[Natural-language object grounding data]
+++
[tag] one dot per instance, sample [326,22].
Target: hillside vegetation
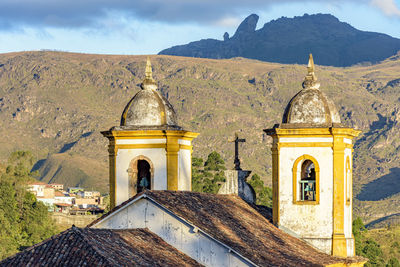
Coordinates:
[56,104]
[287,40]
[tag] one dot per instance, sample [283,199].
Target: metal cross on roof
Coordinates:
[237,160]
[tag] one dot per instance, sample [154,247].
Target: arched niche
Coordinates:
[140,167]
[306,180]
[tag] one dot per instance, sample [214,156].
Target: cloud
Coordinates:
[388,7]
[90,14]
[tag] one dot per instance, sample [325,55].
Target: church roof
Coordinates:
[233,222]
[148,108]
[101,247]
[310,105]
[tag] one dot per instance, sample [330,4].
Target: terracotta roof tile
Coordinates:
[246,229]
[101,247]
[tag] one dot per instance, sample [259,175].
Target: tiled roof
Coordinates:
[232,221]
[101,247]
[59,194]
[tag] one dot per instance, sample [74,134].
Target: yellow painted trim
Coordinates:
[294,175]
[275,186]
[348,182]
[316,132]
[172,162]
[136,146]
[305,144]
[188,147]
[112,150]
[339,244]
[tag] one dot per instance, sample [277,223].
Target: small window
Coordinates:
[307,181]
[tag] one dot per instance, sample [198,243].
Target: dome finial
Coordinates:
[148,82]
[310,81]
[149,72]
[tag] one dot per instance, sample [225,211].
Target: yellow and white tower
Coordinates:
[312,171]
[148,150]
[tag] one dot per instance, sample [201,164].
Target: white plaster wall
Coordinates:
[124,157]
[305,139]
[347,208]
[184,142]
[184,169]
[143,213]
[307,221]
[140,141]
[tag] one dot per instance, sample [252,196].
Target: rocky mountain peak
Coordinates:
[248,25]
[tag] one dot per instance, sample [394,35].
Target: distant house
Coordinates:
[37,188]
[63,207]
[63,198]
[75,190]
[57,186]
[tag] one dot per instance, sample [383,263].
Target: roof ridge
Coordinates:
[37,244]
[80,231]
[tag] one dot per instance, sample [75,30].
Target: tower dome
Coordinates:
[311,106]
[148,108]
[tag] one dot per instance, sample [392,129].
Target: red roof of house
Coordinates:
[244,228]
[63,204]
[101,247]
[59,194]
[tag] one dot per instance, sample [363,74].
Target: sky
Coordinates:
[137,27]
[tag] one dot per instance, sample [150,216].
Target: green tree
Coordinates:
[208,177]
[367,247]
[393,262]
[24,221]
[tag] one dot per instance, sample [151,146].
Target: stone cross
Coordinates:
[237,160]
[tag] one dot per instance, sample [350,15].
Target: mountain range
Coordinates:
[287,40]
[55,104]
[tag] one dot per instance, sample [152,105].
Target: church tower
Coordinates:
[312,171]
[148,150]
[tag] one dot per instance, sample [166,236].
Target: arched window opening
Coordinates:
[144,176]
[307,181]
[140,175]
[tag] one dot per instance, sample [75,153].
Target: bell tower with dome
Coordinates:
[312,171]
[148,150]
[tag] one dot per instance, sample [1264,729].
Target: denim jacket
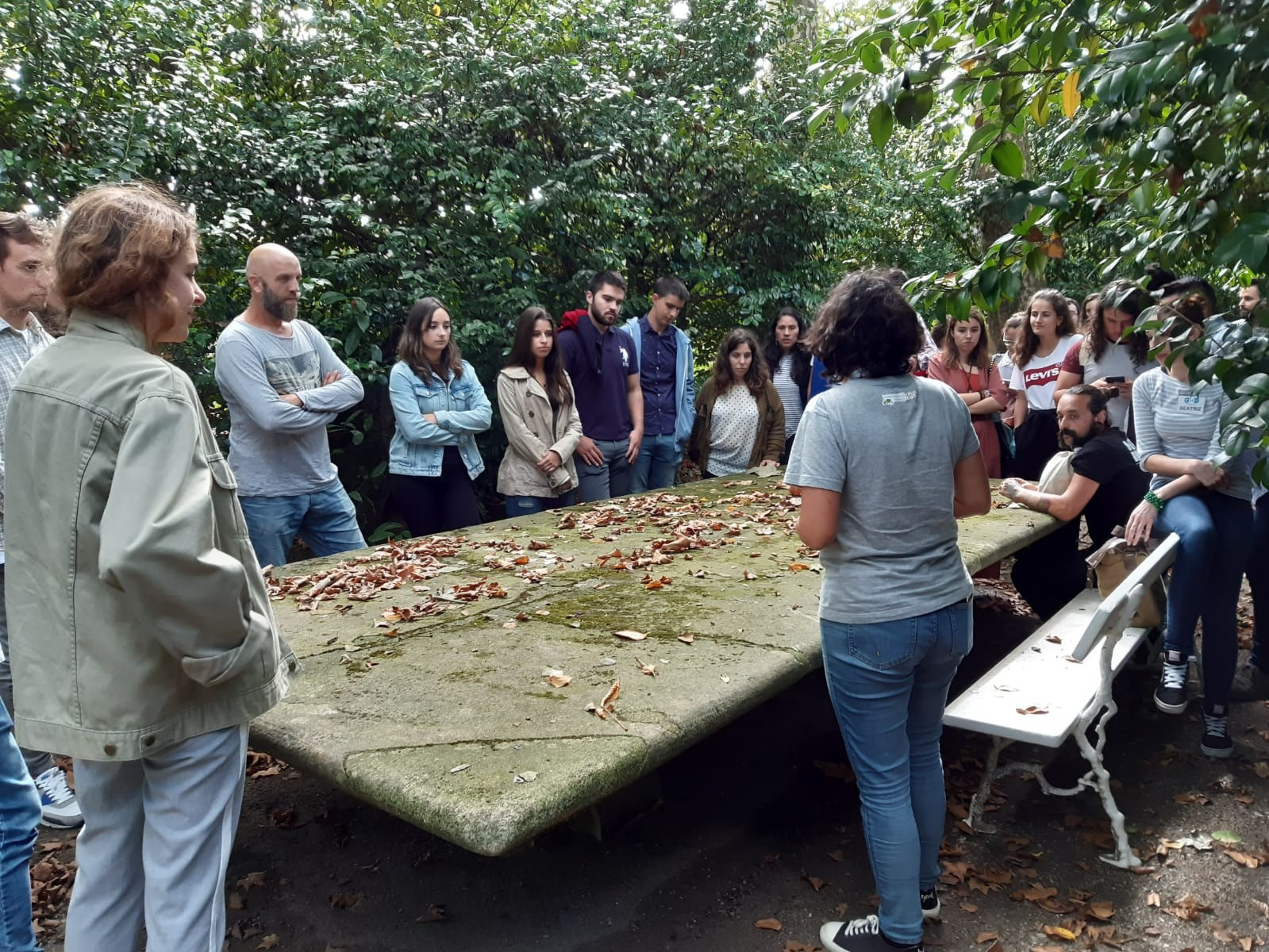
+++
Exercise aim:
Count the lines of the entries that hold the string "church", then state that number and nothing more.

Written response:
2